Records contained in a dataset
--------------------------------------------------
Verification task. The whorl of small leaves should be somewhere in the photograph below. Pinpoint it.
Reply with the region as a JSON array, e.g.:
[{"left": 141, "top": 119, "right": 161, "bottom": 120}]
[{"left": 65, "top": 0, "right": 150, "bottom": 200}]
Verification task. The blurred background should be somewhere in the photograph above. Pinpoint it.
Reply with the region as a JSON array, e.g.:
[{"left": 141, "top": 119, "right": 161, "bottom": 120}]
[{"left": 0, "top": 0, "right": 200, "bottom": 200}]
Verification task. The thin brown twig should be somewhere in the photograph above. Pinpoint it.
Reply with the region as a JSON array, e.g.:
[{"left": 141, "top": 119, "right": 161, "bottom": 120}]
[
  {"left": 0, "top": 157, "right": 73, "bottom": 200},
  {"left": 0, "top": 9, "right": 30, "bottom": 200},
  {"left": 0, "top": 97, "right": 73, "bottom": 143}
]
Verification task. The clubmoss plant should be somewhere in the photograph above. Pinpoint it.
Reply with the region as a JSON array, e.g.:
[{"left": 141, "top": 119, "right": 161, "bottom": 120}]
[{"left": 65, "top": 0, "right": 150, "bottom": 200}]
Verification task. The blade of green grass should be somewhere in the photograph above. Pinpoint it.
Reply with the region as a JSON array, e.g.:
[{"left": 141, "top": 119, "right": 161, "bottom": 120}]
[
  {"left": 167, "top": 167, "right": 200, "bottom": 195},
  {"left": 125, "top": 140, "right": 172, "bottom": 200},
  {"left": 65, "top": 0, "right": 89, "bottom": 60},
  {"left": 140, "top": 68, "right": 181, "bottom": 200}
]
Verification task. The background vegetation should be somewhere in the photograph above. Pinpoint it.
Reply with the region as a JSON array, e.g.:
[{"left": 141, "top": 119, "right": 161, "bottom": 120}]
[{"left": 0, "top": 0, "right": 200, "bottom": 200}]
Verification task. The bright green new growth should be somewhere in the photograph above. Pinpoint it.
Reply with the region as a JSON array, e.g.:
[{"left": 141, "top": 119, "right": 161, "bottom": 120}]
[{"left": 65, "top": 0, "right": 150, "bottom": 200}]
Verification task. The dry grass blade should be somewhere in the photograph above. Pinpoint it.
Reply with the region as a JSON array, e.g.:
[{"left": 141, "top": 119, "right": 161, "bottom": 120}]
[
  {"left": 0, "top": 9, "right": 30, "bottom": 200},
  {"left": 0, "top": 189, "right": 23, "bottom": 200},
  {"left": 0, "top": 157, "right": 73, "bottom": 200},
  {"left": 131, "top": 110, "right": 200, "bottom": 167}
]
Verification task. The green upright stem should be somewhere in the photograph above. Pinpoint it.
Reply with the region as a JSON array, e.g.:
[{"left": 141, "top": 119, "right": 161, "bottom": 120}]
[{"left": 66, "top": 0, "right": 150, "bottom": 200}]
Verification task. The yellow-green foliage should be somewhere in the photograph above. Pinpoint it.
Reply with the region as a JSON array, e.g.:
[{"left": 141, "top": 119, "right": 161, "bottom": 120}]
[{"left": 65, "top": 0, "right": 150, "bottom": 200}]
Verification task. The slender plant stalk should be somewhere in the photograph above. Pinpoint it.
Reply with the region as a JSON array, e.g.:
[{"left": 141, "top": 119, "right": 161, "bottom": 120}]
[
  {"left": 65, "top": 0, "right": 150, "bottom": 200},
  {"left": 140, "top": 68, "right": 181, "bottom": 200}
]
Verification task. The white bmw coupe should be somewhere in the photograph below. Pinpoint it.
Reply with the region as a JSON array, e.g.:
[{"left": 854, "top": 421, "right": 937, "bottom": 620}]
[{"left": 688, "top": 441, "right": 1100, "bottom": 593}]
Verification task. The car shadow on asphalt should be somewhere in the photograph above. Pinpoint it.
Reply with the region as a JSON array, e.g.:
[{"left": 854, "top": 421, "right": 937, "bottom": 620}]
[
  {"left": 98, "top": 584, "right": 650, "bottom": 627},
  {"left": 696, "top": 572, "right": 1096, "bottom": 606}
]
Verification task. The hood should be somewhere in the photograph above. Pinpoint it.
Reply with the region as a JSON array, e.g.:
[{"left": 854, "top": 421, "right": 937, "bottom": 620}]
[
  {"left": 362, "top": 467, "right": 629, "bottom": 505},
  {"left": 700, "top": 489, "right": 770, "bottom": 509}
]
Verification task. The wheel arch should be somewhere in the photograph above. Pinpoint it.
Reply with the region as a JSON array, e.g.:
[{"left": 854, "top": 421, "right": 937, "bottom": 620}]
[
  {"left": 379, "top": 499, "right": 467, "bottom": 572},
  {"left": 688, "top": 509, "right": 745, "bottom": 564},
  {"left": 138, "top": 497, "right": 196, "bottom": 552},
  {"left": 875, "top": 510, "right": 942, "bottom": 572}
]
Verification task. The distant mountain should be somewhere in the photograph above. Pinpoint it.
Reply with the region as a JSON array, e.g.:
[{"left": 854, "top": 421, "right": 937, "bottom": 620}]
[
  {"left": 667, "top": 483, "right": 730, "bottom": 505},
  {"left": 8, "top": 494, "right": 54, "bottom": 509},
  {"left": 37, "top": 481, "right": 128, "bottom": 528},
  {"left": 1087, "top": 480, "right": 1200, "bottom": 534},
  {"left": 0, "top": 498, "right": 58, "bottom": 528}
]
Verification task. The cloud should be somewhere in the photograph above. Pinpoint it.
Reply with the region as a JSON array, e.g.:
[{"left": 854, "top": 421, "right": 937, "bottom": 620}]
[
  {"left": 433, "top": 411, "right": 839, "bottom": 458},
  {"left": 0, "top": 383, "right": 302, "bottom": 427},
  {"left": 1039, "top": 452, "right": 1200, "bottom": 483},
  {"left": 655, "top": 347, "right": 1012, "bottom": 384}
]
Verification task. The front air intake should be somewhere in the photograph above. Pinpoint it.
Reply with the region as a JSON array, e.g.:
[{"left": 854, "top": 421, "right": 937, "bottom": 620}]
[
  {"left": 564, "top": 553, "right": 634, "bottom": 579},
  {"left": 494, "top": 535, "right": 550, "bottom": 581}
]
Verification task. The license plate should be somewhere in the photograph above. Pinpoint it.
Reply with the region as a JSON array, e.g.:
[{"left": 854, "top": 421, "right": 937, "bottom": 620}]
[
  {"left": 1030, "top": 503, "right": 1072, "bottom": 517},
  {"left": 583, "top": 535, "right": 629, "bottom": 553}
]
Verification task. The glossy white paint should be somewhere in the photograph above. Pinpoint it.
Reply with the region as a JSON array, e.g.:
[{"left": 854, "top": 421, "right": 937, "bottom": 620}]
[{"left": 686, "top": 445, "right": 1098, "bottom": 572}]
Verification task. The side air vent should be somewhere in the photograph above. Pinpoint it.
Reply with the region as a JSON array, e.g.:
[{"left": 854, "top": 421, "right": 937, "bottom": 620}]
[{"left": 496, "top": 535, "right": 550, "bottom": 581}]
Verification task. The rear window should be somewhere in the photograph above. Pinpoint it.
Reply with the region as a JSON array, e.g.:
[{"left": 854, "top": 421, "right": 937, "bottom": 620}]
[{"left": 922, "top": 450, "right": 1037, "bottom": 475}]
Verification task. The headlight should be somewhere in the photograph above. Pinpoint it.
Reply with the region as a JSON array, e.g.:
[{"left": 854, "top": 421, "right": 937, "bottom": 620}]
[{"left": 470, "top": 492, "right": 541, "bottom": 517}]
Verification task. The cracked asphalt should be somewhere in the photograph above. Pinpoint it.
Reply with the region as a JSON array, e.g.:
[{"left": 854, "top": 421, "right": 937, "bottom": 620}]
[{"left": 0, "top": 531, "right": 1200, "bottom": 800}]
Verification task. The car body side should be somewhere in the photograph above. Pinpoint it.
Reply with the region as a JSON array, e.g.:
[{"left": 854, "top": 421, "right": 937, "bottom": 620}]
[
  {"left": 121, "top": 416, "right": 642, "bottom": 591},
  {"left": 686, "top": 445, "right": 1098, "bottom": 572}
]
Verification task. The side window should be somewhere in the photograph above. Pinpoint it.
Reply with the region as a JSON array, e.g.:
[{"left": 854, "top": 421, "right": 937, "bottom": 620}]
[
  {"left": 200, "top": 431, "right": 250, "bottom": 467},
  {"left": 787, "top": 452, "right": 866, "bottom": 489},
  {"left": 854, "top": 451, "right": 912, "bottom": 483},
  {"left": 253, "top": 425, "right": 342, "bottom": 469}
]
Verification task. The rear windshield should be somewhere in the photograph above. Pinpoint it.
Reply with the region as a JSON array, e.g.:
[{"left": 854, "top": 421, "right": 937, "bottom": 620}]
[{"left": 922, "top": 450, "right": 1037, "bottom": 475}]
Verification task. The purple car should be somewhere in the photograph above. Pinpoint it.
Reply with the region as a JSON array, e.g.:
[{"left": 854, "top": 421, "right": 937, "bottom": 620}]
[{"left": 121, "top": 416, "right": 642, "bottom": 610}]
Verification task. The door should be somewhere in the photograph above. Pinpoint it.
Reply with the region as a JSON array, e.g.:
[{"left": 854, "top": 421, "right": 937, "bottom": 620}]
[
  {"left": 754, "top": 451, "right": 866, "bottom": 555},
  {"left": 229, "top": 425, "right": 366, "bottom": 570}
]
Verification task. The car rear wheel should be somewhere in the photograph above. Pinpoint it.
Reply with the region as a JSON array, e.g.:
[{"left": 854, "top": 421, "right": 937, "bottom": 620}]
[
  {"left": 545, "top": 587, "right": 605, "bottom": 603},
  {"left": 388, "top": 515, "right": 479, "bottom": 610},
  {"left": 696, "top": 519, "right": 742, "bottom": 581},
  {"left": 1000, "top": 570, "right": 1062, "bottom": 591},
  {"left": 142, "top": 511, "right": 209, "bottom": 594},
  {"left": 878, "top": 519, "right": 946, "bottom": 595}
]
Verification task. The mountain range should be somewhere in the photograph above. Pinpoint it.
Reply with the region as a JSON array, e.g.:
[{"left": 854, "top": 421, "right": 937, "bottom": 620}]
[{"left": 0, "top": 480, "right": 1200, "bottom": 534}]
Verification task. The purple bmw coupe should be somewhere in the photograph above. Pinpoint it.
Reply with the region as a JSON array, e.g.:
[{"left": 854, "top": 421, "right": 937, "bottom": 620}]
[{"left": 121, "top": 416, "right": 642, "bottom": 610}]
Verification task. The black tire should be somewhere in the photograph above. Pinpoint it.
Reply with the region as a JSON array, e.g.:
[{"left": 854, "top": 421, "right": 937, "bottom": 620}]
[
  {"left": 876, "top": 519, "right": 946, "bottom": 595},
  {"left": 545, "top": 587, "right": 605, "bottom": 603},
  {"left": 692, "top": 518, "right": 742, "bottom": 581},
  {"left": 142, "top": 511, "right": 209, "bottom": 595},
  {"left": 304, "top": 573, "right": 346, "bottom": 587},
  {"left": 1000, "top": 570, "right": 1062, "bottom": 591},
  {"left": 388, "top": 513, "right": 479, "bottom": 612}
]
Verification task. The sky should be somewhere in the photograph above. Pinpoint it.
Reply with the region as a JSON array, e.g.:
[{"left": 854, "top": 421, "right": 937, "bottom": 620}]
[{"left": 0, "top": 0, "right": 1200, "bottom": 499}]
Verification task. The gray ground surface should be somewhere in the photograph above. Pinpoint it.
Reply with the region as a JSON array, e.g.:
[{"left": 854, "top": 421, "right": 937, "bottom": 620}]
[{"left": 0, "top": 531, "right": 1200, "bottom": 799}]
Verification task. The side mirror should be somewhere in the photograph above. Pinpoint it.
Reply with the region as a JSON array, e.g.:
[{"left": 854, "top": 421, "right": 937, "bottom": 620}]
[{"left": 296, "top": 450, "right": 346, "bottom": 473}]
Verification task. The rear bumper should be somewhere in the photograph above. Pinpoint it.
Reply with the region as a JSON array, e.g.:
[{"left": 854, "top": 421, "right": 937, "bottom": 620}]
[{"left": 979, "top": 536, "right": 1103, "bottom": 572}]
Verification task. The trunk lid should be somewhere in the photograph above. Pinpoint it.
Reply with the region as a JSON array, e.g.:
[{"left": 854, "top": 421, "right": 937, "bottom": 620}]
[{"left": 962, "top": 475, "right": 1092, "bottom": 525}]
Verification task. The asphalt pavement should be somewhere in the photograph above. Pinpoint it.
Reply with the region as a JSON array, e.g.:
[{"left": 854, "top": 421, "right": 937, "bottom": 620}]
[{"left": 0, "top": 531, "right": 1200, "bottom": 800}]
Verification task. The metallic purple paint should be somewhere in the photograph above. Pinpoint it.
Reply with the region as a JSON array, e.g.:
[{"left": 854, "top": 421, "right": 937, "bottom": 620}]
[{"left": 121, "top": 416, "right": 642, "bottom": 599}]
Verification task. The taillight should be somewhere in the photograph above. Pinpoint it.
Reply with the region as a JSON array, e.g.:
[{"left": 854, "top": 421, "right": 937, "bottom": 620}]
--------------------------------------------------
* OBJECTIVE
Replace "Pinpoint it" with "Locate it" in the lines from the one with "Verification task. The gray" through the end of the records, and give those lines back with nothing else changed.

* OUTPUT OF THE TASK
Verification task. The gray ground surface should be somewhere in the photograph above. Locate it.
Reply with the region as a JSON array, e.g.:
[{"left": 854, "top": 421, "right": 937, "bottom": 620}]
[{"left": 0, "top": 531, "right": 1200, "bottom": 799}]
Verification task. The side mirror should be somewhere in the photograph above. Locate it.
Reply with the region as a JSON array, e.g.:
[{"left": 854, "top": 421, "right": 937, "bottom": 620}]
[{"left": 296, "top": 450, "right": 346, "bottom": 473}]
Verification task. The rear bumper should be somewhere in the photograph above. Locate it.
Reply with the region as a JSON array, e.g.:
[{"left": 854, "top": 421, "right": 937, "bottom": 620}]
[{"left": 979, "top": 536, "right": 1103, "bottom": 572}]
Verification task. The trunk lid should be somewhere in the photograph above. Locate it.
Reply with the region as a JSON array, e.g.:
[{"left": 854, "top": 421, "right": 937, "bottom": 620}]
[{"left": 962, "top": 475, "right": 1092, "bottom": 525}]
Verification task. The asphalt pavement should be somewhere in the photograph above. Locate it.
Reply with the region as a JSON array, e.g.:
[{"left": 854, "top": 421, "right": 937, "bottom": 620}]
[{"left": 0, "top": 531, "right": 1200, "bottom": 800}]
Verification task. The metallic purple paint should be somewhere in the photograph above. Locate it.
Reply with the region as a JSON array, e.g.:
[{"left": 854, "top": 421, "right": 937, "bottom": 620}]
[{"left": 121, "top": 416, "right": 642, "bottom": 599}]
Verification task. The taillight should be somewhere in the photograph above. Locate it.
Reply with the region as a JSON array, e.g.:
[{"left": 854, "top": 421, "right": 937, "bottom": 620}]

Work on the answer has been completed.